AUFGABE A: Aus welchen Bestandteilen soll das Mahnmal laut dem Text über das geplante Mahnmal im Tiergarten bestehen?
AUFGABE B: Entnimm dem Text über das geplante Mahnmal im Tiergarten wortgetreu den Abschnitt von „Der Bundestag will“ bis einschließlich „dieser Opfergruppe informieren.“.

SEITENAUSZUG:
+ + + + + + +
Der Bundestag will am Donnerstag über die Errichtung eines Mahnmals für die in der NS-Zeit verfolgten Zeugen Jehovas abstimmen. Der Gedenkort könnte nach einem gemeinsamen Antrag der Ampelfraktionen von SPD, FDP und Grünen sowie der Unions-Bundestagsfraktion von CDU/CSU an historischer Stelle im Berliner Tiergarten errichtet werden und über die Verfolgung dieser Opfergruppe informieren.
Das Mahnmal soll aus einer Gedenkskulptur und Informationstafeln bestehen. Am Goldfischteich im Berliner Tiergarten kamen Angehörige der Zeugen Jehovas zu geheimen Treffen zusammen. Hier fand im August 1936 eine Verhaftungsaktion durch die Gestapo statt. In Abstimmung mit dem Land Berlin solle die Planung und Umsetzung des Mahnmals durch die Bundesstiftung Denkmal für die ermordeten Juden Europas erfolgen, hieß es. Der Kulturausschuss des Bundestages hatte den Antrag der Fraktionen bereits Ende Mai befürwortet.
Direkter Verfolgung ausgesetzt
Nach derzeitigem Forschungsstand waren mindestens 10.700 deutsche Zeugen Jehovas und 2.700 aus den von Deutschland besetzten Ländern Europas direkt der Verfolgung ausgesetzt. So enteigneten die Nazis Angehörige der Gemeinschaft, zerstörten ihre wirtschaftliche Existenz, entzogen ihnen die Kinder oder folterten und ermordeten sie. 1.250 Verfolgte waren demnach minderjährig, 600 Kinder wurden ihren Eltern weggenommen. Etwa 2.800 Zeugen Jehovas aus Deutschland und 1.400 weitere aus Europa wurden in Konzentrationslager verschleppt. Mindestens 1.700 Zeugen Jehovas verloren unter der nationalsozialistischen Gewaltherrschaft ihr Leben.
+ + + + + + +
VORLIEGENDE DATENSÄTZE:
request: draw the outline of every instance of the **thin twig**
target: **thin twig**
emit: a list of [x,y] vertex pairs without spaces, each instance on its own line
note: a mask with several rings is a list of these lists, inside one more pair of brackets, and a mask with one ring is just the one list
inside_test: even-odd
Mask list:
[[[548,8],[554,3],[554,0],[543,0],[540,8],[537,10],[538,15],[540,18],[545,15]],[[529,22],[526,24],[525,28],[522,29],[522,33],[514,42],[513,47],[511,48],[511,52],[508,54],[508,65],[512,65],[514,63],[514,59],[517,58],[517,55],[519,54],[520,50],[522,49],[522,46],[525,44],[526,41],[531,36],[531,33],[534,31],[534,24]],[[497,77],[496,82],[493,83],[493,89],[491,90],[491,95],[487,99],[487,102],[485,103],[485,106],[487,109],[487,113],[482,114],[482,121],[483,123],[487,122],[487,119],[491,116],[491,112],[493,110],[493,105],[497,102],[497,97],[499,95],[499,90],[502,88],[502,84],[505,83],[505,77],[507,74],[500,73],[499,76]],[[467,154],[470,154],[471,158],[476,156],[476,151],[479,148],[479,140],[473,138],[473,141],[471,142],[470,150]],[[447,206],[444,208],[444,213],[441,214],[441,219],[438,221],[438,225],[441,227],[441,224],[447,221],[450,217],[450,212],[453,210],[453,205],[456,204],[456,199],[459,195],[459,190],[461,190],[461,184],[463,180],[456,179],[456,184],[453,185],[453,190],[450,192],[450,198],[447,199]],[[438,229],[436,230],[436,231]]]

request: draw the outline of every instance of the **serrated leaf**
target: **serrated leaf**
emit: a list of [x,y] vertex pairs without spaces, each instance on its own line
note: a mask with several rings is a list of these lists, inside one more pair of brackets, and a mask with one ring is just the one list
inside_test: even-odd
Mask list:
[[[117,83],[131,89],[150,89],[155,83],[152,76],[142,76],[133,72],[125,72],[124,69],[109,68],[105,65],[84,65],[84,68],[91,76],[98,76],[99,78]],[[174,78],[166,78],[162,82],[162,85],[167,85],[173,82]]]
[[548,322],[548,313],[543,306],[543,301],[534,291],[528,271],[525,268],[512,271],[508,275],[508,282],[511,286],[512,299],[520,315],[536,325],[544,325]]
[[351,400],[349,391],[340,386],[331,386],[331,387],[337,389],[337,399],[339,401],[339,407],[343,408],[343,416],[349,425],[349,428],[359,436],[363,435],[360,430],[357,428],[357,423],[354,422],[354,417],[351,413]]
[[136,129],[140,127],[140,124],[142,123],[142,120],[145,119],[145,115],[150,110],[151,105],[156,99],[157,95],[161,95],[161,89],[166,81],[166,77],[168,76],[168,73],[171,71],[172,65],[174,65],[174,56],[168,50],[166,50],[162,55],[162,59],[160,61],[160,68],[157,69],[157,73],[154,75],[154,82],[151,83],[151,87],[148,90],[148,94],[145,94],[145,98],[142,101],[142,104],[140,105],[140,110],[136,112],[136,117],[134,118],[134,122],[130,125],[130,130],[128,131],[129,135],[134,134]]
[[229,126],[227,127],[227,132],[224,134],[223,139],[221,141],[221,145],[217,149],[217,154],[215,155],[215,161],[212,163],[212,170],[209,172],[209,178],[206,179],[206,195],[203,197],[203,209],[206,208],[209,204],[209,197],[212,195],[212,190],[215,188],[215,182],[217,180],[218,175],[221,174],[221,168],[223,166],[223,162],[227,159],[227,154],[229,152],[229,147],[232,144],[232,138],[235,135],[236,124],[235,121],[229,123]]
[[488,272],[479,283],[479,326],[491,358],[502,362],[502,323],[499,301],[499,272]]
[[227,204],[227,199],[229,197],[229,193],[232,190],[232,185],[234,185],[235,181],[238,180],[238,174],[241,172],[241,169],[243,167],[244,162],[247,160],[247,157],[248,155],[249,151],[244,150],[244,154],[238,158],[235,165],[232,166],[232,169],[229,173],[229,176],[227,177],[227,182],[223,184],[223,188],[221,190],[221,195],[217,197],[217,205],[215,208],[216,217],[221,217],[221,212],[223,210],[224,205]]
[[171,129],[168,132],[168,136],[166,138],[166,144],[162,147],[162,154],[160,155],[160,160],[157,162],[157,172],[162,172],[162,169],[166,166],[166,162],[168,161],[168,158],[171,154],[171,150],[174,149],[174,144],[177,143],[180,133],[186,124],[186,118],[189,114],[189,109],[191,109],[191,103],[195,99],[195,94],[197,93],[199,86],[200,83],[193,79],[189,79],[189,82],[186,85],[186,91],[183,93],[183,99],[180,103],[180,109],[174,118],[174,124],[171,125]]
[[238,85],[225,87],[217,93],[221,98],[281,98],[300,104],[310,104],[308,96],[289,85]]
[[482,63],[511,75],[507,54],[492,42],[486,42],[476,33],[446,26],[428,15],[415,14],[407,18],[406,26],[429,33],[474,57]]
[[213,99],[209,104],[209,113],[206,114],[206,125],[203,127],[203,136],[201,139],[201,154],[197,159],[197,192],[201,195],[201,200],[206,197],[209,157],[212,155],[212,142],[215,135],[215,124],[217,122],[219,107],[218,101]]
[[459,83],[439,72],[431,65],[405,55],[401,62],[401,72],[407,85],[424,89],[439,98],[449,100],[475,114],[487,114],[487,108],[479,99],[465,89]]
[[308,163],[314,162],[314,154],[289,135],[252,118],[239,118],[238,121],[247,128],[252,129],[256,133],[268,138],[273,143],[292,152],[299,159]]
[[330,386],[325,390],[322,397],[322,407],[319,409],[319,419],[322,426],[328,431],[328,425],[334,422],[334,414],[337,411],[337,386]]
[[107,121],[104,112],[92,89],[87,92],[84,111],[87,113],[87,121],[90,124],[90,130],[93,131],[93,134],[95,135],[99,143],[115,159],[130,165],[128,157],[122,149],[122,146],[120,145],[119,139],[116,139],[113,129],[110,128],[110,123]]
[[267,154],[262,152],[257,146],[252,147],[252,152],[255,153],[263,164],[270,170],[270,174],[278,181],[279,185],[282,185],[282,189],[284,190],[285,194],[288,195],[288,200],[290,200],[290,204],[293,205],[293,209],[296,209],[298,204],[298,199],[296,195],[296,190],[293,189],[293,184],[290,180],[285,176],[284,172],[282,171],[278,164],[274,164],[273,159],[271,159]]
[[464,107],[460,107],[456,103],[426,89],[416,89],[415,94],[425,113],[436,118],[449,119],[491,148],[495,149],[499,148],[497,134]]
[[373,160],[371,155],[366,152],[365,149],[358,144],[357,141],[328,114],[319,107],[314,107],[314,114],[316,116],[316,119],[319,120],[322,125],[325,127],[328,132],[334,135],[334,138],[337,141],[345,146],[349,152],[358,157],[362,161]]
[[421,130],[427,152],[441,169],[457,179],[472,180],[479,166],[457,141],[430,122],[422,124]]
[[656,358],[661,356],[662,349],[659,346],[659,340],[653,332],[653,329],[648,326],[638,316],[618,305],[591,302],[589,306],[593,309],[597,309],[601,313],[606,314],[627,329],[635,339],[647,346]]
+ + + + + + +
ANTWORT A: Aus einer Gedenkskulptur und Informationstafeln.

ANTWORT B:
Der Bundestag will am Donnerstag über die Errichtung eines Mahnmals für die in der NS-Zeit verfolgten Zeugen Jehovas abstimmen. Der Gedenkort könnte nach einem gemeinsamen Antrag der Ampelfraktionen von SPD, FDP und Grünen sowie der Unions-Bundestagsfraktion von CDU/CSU an historischer Stelle im Berliner Tiergarten errichtet werden und über die Verfolgung dieser Opfergruppe informieren.